TEXTAUSSCHNITT:
------------------------------------------------------------

Mendel denkt an die Zukunft seiner Söhne: „Schon sah er sie in der verhaßten Drillichuniform frischer Rekruten. Sie aßen Schweinefleisch und wurden von Offizieren mit der Reitpeitsche geschlagen.“ Joseph Roth „Hiob“, S. 33   "Alle Tiere, die gespaltene Klauen haben, Paarzeher sind und wiederkäuen, dürft ihr essen." (Lev 11,3). Das Schwein hat zwar gespaltene Hufen, aber es ist kein Wiederkäuer. Der Verzehr seines Fleisches ist deshalb ausdrücklich verboten.  
Deborah vor der Frage, ob Menuchim in ein Krankenhaus soll: „Soll er unter russischen Kindern aufwachsen ? Kein heiliges Wort hören ? Milch und Fleisch essen und Hühner auf Butter gebraten, wie man sie im Spital bekommt ?“ Joseph Roth „Hiob“, S. 13   "Du sollst ein Zicklein nicht in der Milch seiner Mutter kochen." (Ex 23,19 und 34,26; Dt 14,12). Die dreifache Nennung des Verbotes interpretiert der Rabbiner als drei Verbote: das Verbot des Essens, Nutznießens und Kochens von Milchprodukten zusammen mit Fleisch.

------------------------------------------------------------

ZU BEARBEITEN:
• A. Stimmen diese Aussagen mit dem Textausschnitt zu Speisegeboten in Joseph Roths „Hiob“ überein? (i) Das Schwein ist kein Wiederkäuer. (ii) Das Verbot, ein Zicklein in der Milch seiner Mutter zu kochen, wird nur an einer Stelle genannt. (iii) Deborah fragt, ob Menuchim unter russischen Kindern aufwachsen soll.
• B. Welche Verbote leitet der Rabbiner laut dem Textausschnitt aus der dreifachen Nennung des Zicklein-Verbotes ab?
• C. Schreibe den Textausschnitt über Speisegebote in Joseph Roths „Hiob“ im Anschluss an seinen letzten Satz weiter.

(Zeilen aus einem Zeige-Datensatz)
------------------------------------------------------------

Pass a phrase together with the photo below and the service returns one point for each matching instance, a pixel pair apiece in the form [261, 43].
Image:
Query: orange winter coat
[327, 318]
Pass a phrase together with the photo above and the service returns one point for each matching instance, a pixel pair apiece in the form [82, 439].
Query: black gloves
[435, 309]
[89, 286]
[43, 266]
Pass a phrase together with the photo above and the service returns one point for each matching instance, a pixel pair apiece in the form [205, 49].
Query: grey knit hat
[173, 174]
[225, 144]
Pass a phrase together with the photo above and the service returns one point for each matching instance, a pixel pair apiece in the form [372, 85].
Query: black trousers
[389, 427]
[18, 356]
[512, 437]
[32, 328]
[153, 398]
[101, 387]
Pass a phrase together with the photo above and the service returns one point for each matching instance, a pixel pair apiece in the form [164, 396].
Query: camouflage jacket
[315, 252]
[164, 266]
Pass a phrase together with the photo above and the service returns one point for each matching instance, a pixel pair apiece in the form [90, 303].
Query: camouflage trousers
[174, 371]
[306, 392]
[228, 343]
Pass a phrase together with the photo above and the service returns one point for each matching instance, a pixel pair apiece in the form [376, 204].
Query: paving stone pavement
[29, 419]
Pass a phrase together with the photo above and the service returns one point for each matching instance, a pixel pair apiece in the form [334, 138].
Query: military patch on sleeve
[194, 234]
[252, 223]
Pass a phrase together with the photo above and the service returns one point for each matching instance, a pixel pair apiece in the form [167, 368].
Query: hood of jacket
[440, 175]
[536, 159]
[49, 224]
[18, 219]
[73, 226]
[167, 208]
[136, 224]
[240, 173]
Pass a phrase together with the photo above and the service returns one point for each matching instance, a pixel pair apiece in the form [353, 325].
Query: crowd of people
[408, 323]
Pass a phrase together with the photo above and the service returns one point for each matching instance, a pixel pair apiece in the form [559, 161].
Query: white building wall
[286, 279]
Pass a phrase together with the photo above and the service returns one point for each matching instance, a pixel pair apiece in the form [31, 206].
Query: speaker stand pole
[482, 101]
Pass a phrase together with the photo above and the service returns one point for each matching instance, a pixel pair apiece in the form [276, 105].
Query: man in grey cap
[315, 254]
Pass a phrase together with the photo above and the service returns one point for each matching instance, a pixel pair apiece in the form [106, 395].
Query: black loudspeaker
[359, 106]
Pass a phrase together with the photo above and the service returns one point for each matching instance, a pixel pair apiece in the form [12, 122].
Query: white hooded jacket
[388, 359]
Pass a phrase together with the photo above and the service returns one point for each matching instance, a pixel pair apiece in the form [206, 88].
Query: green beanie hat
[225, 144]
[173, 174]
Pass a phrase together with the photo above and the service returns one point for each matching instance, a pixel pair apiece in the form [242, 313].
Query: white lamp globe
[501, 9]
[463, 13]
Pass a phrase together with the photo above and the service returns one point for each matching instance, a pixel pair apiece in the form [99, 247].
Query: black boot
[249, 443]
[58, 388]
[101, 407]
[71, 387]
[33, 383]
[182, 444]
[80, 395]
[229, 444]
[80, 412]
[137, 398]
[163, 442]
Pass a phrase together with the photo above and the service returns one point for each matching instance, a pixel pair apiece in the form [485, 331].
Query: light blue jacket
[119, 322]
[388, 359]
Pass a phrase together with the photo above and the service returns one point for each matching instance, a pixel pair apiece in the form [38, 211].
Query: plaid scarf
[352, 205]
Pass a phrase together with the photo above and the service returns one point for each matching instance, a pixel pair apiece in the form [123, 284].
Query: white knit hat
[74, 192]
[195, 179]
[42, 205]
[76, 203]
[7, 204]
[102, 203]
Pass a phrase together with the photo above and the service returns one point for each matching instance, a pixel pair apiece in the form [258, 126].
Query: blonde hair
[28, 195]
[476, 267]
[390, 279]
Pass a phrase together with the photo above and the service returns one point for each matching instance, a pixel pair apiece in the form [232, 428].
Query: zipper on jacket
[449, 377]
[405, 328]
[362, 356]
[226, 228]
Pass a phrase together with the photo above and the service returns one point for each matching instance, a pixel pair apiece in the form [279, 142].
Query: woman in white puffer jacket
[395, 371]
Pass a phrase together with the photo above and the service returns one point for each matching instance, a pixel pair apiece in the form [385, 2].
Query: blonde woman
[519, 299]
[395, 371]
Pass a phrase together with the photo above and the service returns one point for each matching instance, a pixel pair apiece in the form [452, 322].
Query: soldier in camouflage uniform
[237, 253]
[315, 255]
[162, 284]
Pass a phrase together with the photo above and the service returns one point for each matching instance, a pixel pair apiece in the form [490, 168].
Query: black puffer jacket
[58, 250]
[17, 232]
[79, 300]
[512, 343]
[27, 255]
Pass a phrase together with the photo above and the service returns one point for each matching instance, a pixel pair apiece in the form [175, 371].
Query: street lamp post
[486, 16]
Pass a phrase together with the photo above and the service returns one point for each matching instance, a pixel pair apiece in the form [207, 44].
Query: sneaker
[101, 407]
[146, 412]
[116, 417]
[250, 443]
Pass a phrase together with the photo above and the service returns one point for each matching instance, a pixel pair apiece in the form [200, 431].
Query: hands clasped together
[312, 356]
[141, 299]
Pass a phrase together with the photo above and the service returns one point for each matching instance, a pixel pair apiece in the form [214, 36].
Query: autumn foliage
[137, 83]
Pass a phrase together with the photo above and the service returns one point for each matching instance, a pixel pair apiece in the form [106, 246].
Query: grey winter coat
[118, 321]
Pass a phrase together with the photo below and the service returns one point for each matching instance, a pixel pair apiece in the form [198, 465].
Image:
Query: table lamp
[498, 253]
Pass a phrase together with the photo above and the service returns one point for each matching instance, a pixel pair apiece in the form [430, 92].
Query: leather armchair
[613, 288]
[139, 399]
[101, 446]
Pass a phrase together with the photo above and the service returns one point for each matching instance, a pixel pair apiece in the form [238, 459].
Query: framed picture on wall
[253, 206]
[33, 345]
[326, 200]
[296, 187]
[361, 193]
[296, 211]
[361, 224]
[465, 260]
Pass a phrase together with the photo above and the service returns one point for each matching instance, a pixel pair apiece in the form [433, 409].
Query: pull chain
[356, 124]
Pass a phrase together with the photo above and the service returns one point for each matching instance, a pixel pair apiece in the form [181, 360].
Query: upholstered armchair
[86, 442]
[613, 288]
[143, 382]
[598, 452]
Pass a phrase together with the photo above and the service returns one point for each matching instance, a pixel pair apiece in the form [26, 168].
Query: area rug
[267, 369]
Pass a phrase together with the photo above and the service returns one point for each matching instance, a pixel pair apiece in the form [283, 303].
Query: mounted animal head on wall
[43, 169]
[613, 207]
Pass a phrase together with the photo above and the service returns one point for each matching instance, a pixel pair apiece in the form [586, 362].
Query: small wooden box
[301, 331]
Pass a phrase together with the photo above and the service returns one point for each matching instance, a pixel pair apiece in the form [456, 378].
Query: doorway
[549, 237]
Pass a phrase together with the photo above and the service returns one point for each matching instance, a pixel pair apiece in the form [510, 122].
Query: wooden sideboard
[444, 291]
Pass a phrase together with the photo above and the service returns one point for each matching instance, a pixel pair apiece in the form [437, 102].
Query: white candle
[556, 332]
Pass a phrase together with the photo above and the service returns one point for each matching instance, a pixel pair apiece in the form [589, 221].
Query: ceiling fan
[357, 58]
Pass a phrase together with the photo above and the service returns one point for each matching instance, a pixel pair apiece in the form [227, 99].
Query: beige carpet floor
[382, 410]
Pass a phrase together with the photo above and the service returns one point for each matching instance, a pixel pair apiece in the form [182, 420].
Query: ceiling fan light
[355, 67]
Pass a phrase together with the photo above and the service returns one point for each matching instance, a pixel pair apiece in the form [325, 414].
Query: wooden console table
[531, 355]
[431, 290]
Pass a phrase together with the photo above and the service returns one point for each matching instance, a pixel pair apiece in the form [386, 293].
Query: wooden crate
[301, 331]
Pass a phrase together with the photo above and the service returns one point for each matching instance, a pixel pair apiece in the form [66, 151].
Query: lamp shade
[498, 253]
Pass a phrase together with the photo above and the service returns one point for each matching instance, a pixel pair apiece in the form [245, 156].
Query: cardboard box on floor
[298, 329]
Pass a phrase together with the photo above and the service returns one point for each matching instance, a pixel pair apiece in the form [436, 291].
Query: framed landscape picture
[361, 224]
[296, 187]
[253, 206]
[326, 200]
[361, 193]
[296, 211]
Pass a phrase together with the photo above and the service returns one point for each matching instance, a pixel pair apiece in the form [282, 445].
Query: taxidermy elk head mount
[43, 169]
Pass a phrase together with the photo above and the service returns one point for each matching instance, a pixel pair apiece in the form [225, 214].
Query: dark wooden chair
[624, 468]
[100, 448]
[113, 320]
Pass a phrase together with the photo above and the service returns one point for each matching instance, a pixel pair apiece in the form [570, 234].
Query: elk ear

------------------------------------------------------------

ANTWORTEN:
• A.
(i) Ja: „Das Schwein hat zwar gespaltene Hufen, aber es ist kein Wiederkäuer.“
(ii) Nein: „Die dreifache Nennung des Verbotes interpretiert der Rabbiner als drei Verbote“
(iii) Ja: „Soll er unter russischen Kindern aufwachsen ?“

• B.
das Verbot des Essens von Milchprodukten zusammen mit Fleisch
das Verbot des Nutznießens von Milchprodukten zusammen mit Fleisch
das Verbot des Kochens von Milchprodukten zusammen mit Fleisch

• C.
Pessachfest

Pessach wird als erstes der drei Wallfahrtsfeste im jüdischen Frühlingsmonat Nissan, zur Zeit der ersten Gerstenernte in Israel gefeiert. Doch Pessach ist mehr als nur ein Erntedankfest. Wie alle jüdischen Feste ist auch das Pessachfest voll von Symbolen und hat eine ganz bestimmte Bedeutung im Hinblick auf die Leidensgeschichte des jüdischen Volkes: es erinnert an die Zeit des Exodus, an den Auszug der Israeliten aus Ägypten, die Flucht vor Unterdrückung und Sklaverei. Das Pessachfest ist also ein Fest der Freiheit. Aus diesem Zusammenhang leitet sich auch der Name Pessach ab, der so viel bedeutet wie „hinwegschreiten“, „verschonen“. In der Zeit des gesamten Pessachfestes werden Matzen, ungesäuerte Brotfladen, gegessen, welche sowohl die überstürzte Flucht als auch das elende Sklavenleben der Israeliten in Ägypten symbolisieren.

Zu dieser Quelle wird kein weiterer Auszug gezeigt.